** Given data follows **

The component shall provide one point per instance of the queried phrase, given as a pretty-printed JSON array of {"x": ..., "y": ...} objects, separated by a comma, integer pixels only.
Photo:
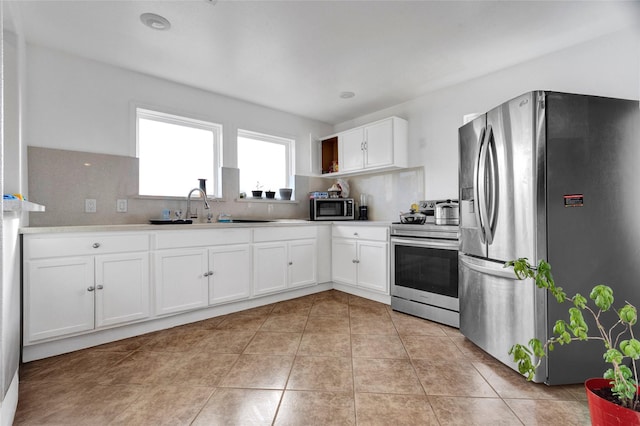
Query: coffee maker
[{"x": 364, "y": 209}]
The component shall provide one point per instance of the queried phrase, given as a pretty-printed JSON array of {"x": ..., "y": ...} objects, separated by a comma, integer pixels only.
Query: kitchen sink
[{"x": 170, "y": 222}]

** End of Given data **

* Problem to solve:
With the pictures removed, return the listing above in its exact original wording.

* Exercise result:
The component shall provide one point per instance of the queried phrase, given as a pretty-printed JSON array of {"x": ..., "y": ...} objects, separated by a comma, integer pixels only.
Photo:
Query: coffee maker
[{"x": 364, "y": 209}]
The component shall provide one point per instance of the queried phrase, given as a pretty-printed JSON array of {"x": ..., "y": ...} objects, separated by a comma, integer pixels only.
Query: kitchen sink
[{"x": 170, "y": 222}]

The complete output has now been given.